### SET TASK:
Write down every entry below once more, exactly.

======== GIVEN DATA

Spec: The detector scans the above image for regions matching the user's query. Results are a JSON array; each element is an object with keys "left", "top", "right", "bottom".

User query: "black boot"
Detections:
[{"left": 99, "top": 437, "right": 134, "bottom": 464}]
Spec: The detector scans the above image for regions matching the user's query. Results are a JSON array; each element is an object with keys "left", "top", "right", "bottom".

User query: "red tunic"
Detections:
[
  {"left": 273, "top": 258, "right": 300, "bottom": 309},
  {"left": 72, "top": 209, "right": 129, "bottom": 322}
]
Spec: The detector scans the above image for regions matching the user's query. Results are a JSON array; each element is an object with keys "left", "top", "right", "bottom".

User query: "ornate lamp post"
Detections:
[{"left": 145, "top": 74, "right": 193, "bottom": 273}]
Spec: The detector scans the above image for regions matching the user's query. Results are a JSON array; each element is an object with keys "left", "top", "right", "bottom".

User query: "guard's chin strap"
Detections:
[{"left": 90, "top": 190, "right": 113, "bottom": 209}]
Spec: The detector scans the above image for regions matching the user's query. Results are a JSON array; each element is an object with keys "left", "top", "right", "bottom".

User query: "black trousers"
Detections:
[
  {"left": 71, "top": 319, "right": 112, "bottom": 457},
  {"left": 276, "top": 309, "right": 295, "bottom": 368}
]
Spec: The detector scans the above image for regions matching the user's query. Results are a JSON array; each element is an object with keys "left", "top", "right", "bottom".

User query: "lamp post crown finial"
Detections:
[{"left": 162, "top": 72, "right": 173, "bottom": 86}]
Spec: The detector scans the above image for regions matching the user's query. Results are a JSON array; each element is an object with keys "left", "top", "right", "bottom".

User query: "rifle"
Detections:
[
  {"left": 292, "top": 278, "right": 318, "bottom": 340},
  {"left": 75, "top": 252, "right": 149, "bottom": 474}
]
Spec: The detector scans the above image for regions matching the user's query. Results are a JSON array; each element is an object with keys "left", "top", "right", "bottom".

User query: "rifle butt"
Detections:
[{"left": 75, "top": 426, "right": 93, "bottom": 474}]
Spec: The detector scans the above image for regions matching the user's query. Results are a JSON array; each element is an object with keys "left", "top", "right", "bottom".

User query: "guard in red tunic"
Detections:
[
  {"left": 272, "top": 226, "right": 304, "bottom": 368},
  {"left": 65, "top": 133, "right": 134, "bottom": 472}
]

================

### SOLVED EXERCISE:
Spec: The detector scans the above image for regions matching the user's query. Results are a JSON array; each element is an object with keys "left", "top", "right", "bottom".

User query: "black boot"
Detections:
[{"left": 99, "top": 437, "right": 134, "bottom": 464}]
Spec: The detector scans the above image for regions matching the user's query. Results are a JSON array; each element is an object with keys "left", "top", "right", "bottom".

User query: "red tunic"
Detections:
[
  {"left": 273, "top": 258, "right": 300, "bottom": 309},
  {"left": 72, "top": 209, "right": 129, "bottom": 322}
]
Spec: The detector scans the above image for regions matching the user's query. Results are a JSON array; each element is an object with keys "left", "top", "right", "bottom".

User query: "ornate lamp post"
Detections:
[{"left": 145, "top": 74, "right": 193, "bottom": 273}]
Spec: The detector scans the above image for regions matching the user's query. Results are a JSON array; each element is an object with keys "left", "top", "right", "bottom".

User query: "guard's chin strap"
Detections:
[{"left": 90, "top": 190, "right": 113, "bottom": 209}]
Spec: The detector scans the above image for regions matching the user's query. Results are a JSON array; each element is an object with keys "left", "top", "right", "bottom".

User query: "black trousers"
Detections:
[
  {"left": 71, "top": 319, "right": 112, "bottom": 457},
  {"left": 276, "top": 309, "right": 295, "bottom": 368}
]
Spec: The detector scans the above image for regions matching the user's query. Results are a JSON array; each element is an object with keys "left", "top", "right", "bottom".

User query: "lamp post crown finial"
Detections:
[{"left": 162, "top": 72, "right": 173, "bottom": 86}]
Spec: The detector scans the above image for regions matching the user's query. Results are a JSON array; each element is an object with keys "left", "top", "right", "bottom".

User query: "rifle"
Detections:
[
  {"left": 292, "top": 278, "right": 318, "bottom": 340},
  {"left": 75, "top": 252, "right": 149, "bottom": 474}
]
Spec: The detector scans the above image for regions matching the user's query. Results are a JSON array; each element is an object with keys "left", "top", "right", "bottom".

User query: "rifle butt"
Detections:
[{"left": 75, "top": 426, "right": 93, "bottom": 474}]
Spec: The detector scans the above image for regions matching the user's query. Results are a JSON array; each element is an object with keys "left", "top", "right", "bottom".

User query: "guard in red tunic"
Detections:
[
  {"left": 272, "top": 226, "right": 304, "bottom": 368},
  {"left": 65, "top": 133, "right": 134, "bottom": 472}
]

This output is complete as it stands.